▶ DATA LISTING

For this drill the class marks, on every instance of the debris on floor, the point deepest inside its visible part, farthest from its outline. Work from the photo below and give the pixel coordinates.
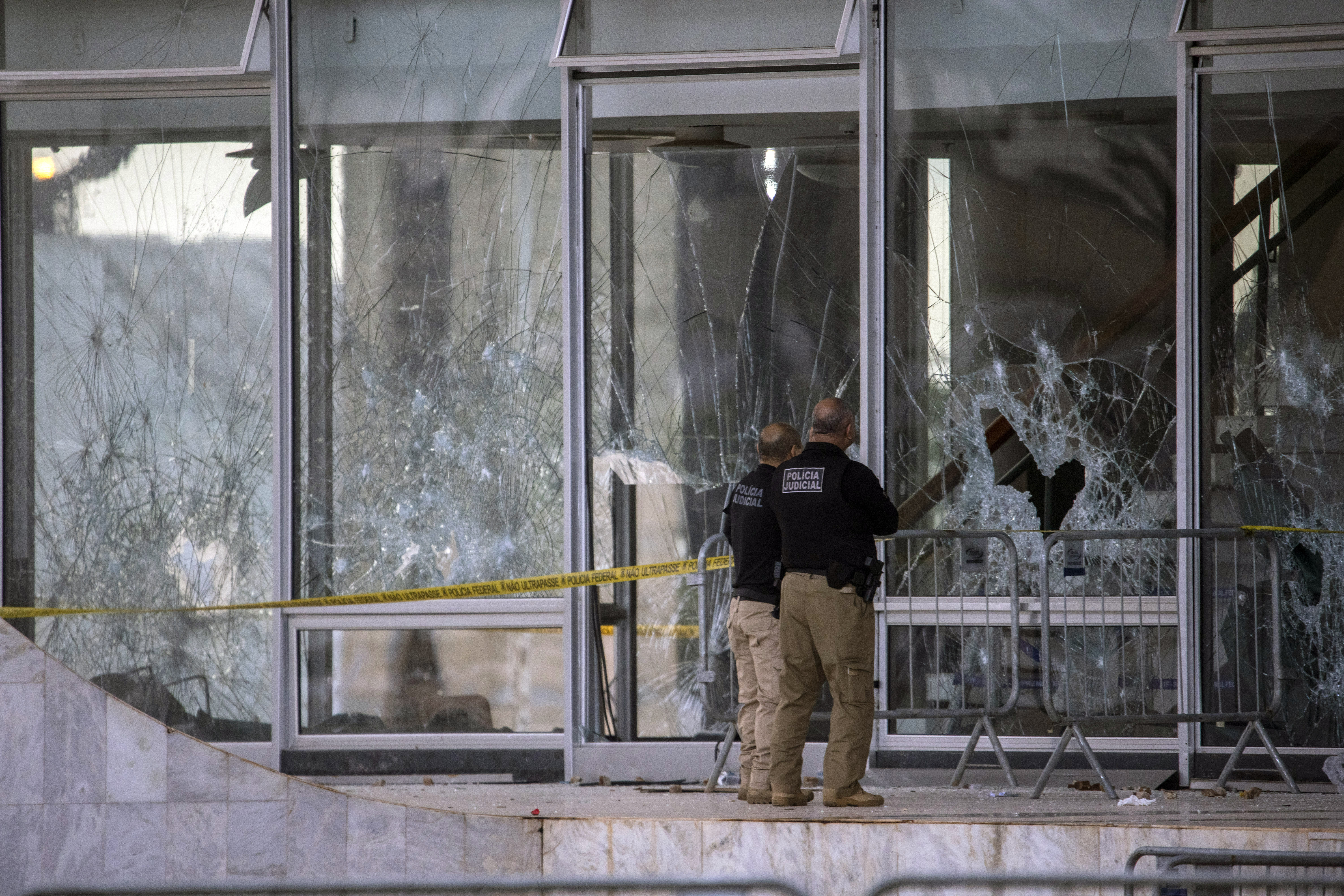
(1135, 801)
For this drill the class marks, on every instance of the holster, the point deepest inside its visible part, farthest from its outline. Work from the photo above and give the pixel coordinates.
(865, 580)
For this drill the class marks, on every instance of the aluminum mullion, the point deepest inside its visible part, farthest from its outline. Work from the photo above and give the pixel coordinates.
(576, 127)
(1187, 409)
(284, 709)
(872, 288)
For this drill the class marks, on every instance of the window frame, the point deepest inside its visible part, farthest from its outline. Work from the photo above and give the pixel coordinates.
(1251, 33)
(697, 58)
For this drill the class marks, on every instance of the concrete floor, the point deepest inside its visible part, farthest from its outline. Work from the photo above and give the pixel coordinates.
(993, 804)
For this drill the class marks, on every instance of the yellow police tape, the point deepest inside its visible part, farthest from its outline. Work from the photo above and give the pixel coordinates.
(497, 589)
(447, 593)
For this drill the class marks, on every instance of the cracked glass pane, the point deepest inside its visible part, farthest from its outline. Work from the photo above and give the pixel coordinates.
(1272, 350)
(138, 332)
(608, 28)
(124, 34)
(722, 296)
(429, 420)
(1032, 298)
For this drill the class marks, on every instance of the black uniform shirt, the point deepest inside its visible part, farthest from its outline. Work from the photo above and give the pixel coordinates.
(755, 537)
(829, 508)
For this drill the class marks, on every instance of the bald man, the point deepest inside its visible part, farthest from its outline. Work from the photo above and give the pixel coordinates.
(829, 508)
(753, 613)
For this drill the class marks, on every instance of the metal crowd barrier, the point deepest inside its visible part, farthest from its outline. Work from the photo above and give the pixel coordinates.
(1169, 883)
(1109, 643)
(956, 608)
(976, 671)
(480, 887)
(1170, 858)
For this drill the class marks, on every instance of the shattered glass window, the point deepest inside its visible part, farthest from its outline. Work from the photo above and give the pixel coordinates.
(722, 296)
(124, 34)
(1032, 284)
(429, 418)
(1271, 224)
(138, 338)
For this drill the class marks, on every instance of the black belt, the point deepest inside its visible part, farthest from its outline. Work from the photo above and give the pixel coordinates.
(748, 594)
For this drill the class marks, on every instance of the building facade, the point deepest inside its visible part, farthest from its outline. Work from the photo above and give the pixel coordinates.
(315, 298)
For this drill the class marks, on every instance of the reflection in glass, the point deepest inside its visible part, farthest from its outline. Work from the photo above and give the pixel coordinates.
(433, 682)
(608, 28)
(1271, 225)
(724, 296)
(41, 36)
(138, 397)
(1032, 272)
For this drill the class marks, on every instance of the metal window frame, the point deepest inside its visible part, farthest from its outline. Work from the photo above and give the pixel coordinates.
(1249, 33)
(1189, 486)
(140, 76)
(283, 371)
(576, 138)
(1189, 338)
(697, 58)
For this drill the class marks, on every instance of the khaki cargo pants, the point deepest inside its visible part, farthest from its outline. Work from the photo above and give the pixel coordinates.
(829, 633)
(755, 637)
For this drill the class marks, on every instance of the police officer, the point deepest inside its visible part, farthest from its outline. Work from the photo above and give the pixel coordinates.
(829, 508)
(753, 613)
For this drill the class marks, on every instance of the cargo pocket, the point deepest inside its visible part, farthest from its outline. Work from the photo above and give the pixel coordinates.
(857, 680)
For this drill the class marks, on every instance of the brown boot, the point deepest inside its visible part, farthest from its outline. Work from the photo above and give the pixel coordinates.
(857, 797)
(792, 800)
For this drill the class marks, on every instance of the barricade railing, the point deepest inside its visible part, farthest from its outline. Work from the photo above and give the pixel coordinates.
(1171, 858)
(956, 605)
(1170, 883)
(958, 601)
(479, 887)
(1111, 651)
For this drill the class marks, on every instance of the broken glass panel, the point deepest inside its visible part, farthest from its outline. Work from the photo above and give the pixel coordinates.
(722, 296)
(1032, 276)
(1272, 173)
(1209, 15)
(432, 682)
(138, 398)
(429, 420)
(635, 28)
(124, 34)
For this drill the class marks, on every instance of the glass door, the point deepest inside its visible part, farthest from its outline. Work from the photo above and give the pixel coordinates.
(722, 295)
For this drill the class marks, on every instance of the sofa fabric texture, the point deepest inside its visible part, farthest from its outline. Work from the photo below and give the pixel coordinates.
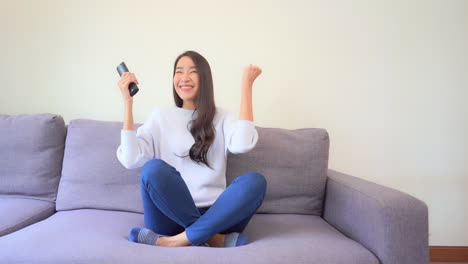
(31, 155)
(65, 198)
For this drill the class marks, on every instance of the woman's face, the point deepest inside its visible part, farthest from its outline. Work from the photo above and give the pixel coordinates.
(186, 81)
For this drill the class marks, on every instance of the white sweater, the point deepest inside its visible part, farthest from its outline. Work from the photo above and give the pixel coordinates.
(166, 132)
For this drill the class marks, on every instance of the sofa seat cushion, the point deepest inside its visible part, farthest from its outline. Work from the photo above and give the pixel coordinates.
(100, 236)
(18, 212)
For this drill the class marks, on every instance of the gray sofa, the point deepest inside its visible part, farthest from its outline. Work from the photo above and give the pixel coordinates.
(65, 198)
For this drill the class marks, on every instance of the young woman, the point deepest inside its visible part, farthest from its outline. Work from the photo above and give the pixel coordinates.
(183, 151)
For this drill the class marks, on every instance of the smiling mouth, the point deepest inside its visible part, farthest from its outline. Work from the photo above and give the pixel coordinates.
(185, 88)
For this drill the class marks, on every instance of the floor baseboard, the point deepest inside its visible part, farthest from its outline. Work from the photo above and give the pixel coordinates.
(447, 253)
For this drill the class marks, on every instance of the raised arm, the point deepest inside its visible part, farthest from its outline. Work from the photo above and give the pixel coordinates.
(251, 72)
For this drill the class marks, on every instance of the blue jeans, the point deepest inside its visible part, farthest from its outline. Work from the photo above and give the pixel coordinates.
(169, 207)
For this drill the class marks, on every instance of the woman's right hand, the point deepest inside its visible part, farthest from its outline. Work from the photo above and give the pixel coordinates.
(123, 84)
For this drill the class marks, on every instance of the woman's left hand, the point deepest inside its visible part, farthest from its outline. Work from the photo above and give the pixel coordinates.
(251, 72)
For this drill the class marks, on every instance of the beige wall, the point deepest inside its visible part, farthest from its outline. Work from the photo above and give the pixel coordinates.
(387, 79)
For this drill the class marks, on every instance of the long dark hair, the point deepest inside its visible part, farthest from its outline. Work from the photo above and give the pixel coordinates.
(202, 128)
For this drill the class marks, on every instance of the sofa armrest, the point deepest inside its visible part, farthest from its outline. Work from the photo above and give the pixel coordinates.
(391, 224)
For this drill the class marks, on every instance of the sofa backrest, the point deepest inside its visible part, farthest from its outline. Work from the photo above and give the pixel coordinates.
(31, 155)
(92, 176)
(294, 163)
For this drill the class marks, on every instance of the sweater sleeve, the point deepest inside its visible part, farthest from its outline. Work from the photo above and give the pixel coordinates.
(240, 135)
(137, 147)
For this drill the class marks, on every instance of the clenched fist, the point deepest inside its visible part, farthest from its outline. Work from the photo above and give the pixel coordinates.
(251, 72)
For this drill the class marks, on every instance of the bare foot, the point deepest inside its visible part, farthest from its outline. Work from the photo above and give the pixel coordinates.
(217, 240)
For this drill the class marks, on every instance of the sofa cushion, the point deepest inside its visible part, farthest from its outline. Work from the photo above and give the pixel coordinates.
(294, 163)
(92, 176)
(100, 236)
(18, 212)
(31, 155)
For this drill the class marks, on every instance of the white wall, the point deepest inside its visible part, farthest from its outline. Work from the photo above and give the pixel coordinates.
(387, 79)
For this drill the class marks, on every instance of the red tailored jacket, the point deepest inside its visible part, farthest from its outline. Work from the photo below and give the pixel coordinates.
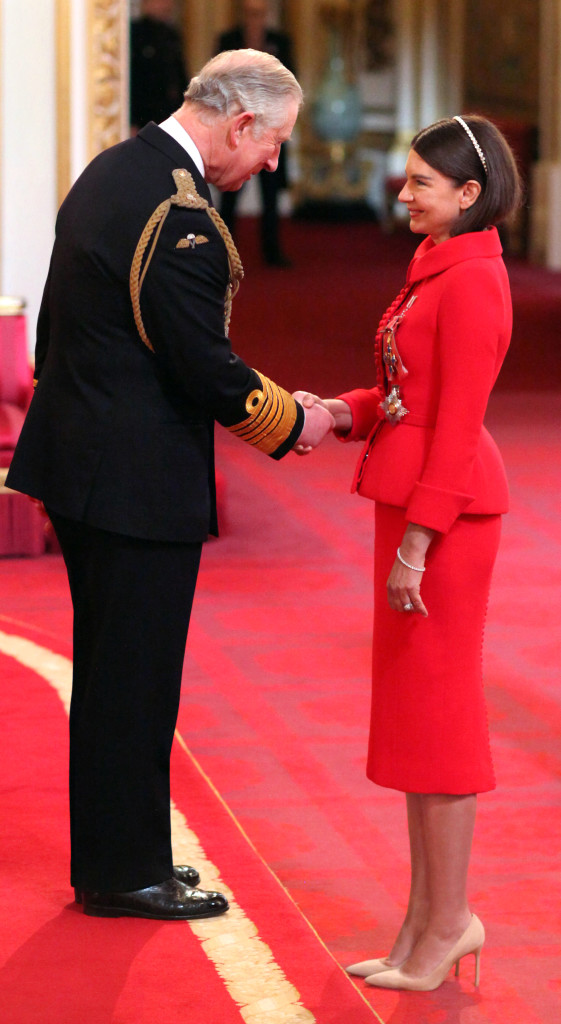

▶ EXERCISE AIM
The answer must be the full set of records, repeated exactly, with no pictures.

▶ ANSWER SECTION
For this drill the class marks, on every instance of the debris on floor, the point deepest inside its visible part, farthest from its outline. Work from the photo below and give the pixel coordinates.
(1135, 801)
For this drill the class marks, on every instance of the holster, the point deepest inside its visible part, farthest from its outline. Work from the photo above and give the pixel coordinates.
(865, 580)
For this drill the class marks, on every instance of the aluminum mullion, the point deepest inside its visible part, farthest from its outline. Work from the photo above and give the pixel coordinates.
(576, 127)
(1187, 409)
(284, 709)
(872, 288)
For this drill the class marks, on every instance of the window frame, the point deepest inside its visible part, farthest from its outline. Work from the photo above and give the pixel coordinates.
(1251, 33)
(697, 58)
For this drill the class marks, on every instance of the concrete floor, the point deepest inside its visible part, farthest from its outline. Work from the photo above and give the pixel coordinates.
(993, 804)
For this drill the class marks, on every instance of the yellow police tape, the point deepest inside its visible part, farthest from its outline. Work from the photo above and give the pixel coordinates.
(497, 589)
(447, 593)
For this drill the class marks, on every instance of the cracked glass pane, the point deepest inside its visible part, farthest from its outline. Work from the photo above and give the pixel coordinates.
(1272, 350)
(138, 332)
(608, 28)
(124, 34)
(722, 296)
(429, 420)
(1032, 298)
For this drill the class marks, on every instance of the black uniform shirt, the point deepest inside its visible part, farthest from its outline. Work from the photo above and give the pixel coordinates.
(755, 537)
(829, 508)
For this drill the class marks, on every instance of the bald man, the point deepest inside its visible part, farthest from its outline. Work from the photo above and give the pixel coordinates.
(829, 508)
(753, 613)
For this drill the class marks, on every instance of the metal crowd barrier, the point deepest inside its visible part, farthest from its outline. Work from the photo above and give the pixel coordinates.
(1169, 883)
(1109, 643)
(956, 608)
(976, 671)
(480, 887)
(1170, 858)
For this drill the class marks, on every instance of the shattered glass window, the point deepest inside its visible part, farthest from its outline. Work from the photo above and give the pixel coordinates.
(722, 296)
(124, 34)
(1032, 284)
(429, 418)
(1271, 224)
(138, 338)
For this drill the class marks, on every instance of the black belt, the point deepest inside its visible part, farthest from its outline. Work from the photo above and give the pixel coordinates.
(748, 594)
For this drill the class marks, on every instance of the building facade, the point deepest inside its visible part, farthest from its outline. Work from the photo above and give the pixel coordinates.
(315, 298)
For this drill the class marks, on every instance of the reflection in glass, the point deepest inside its visible part, farthest from its outline. Work from the photo above and give the pixel coordinates.
(433, 682)
(608, 28)
(1271, 225)
(724, 296)
(41, 36)
(138, 397)
(1032, 272)
For this drill the class marks, on every instance of the metal window frame, the point deepest inside its visible part, farthest from its outline. Work from the photo above and give the pixel coordinates.
(1249, 33)
(1189, 486)
(140, 76)
(283, 371)
(576, 138)
(1189, 338)
(697, 58)
For this drill the class marks, on every instance of the khaki cargo pants, the point deepest inside its visible part, farthest from its outline. Work from the photo above and give the pixel coordinates.
(829, 633)
(755, 637)
For this drill the class marks, on every instance of the police officer, the point deepest inside its visible part, farthest from its outline. Work from the photo above and give the pixel coordinates.
(829, 508)
(753, 613)
For this drill the class marks, on every instance of the cargo pocket, the point deepest inside its visible part, farthest from its outline. Work from the photo above and give the pixel coordinates.
(857, 680)
For this drill the class marks, on every instance of the brown boot, the point deepest inside its visible part, farthest from its outline. Work from the photo above and give the pixel coordinates.
(857, 797)
(792, 800)
For this drill the class marks, on every instance of the barricade railing, the point deepest inside its visible part, farthest from its outline. Work from the photo above and give the pixel coordinates.
(1171, 858)
(956, 605)
(1170, 883)
(958, 601)
(479, 887)
(1111, 651)
For this drill the class marks, on every instance of the broken glass panel, the point deepest inside its visible part, farthest from its outline. Work from the photo above and give the pixel coordinates.
(722, 296)
(1032, 276)
(1272, 173)
(1209, 15)
(432, 682)
(138, 398)
(429, 420)
(635, 28)
(124, 34)
For this drill the class marks, on every instance of the glass door, the point deepest inside its visible part, farthest from its outline. Work from the photo above and give the pixel coordinates.
(722, 295)
For this drill the class marks, on every instance of the sofa fabric texture, the point deepest inside its visible part, farthest from its outline. Work from the photo below and give the pixel coordinates.
(31, 155)
(65, 198)
For this drill the class marks, on every instance of the woman's face, the point deepest inside its visible part, farthest from its outline. Work from the photo above and give the pixel coordinates.
(186, 81)
For this drill the class marks, on every instance of the white sweater, the point deepest inside its visible part, farthest from its outline. Work from the photo above and give the pixel coordinates.
(166, 132)
For this drill the class marks, on every instance of the sofa seat cushion, the point deepest inside its visible part, farthest from its outline. Work from the photo above and give the pixel coordinates.
(100, 236)
(18, 212)
For this drill the class marks, on every instance of the gray sofa, the point deepest inside its visible part, farthest from its outline. Work from the photo above and give the pixel coordinates.
(65, 198)
For this drill the class marks, on every instance of the young woman, the point deepest inside its visible part, farthest from its outline. Work from the photo above and give the pixel coordinates.
(183, 151)
For this drill the class marks, on every instance of the smiling mouth, the point deepest inside its visible part, farthest from its outline. Work from the photo above and give the pixel coordinates.
(185, 88)
For this drill the class marks, on every instance of the floor baseboard, the point deepest inside its visible part, farthest from its outline. Work from the photo above and give the pixel coordinates.
(447, 253)
For this drill the class marks, on every instance of the raised arm, the point deepest inside its visible part, farthest from its outline. Work from the photo above and give the pixel coordinates.
(251, 72)
For this drill the class marks, on every instance of the blue jeans, the point deepest inside its visible part, farthest from its outline. Work from the photo above and give the pixel coordinates.
(169, 207)
For this drill the class marks, on every instance of the woman's right hand, the point deepest inside its visible part, farthest from its outline. Work from the photo above and give the pixel coordinates.
(123, 84)
For this drill the class marks, on every instance of the woman's left hand, the point deepest inside its visible part, farthest from its outline. Work from the photo above and give the pixel coordinates.
(251, 72)
For this drill the class marks, on every instance of the beige wall, the point deepest inside its visible part, farthest from its outline. Work from the photo above and give the pixel coordinates.
(387, 79)
For this drill the class marks, on every instance of the long dark hair, the point deepest inside its visible part, farthest from its outline. Work from the photo above and give the pixel coordinates.
(202, 128)
For this drill the class marks, on every instance of the sofa armrest, the point deepest inside its visible part, farthest from its outline. Work from the photo above and give the pixel coordinates.
(391, 224)
For this drill the class marks, on every instance of the sofa backrest, the point deepest inside its visible part, farthest from its outline. Work from the photo above and give the pixel coordinates.
(31, 155)
(92, 176)
(294, 163)
For this drill the class marks, on every instance of the sweater sleeve, the point deepest inside its visible part, farthest from its outline. Work from the photo above and give the pixel coordinates.
(240, 135)
(137, 147)
For this drill the class marks, on every instance of the clenched fist, the point deepest inside its visible part, farthest from its outline. Work from the photo above and give the pixel coordinates.
(251, 72)
For this drill the class marks, on every instance of the bare foot, the point deepest inside its visible part, farthest from its outline. Work from the photo above and give the pixel coordinates.
(217, 240)
For this drill the class marks, on every instance of the sofa cushion, the point deepest inside its visible part, farthest from its outline. Work from the photo above and give the pixel coordinates.
(294, 163)
(92, 176)
(100, 236)
(18, 212)
(31, 155)
For this drill the class marks, on every instance of the white wall, the point deepest inside its visible part, farthest from its outline. Work from the photo above and give the pixel coordinates.
(387, 79)
For this drill the class marks, on every instance of the red tailored jacket, the point deepest inside its visible part, farthest from its outline. Work from the photo below and give the pixel coordinates.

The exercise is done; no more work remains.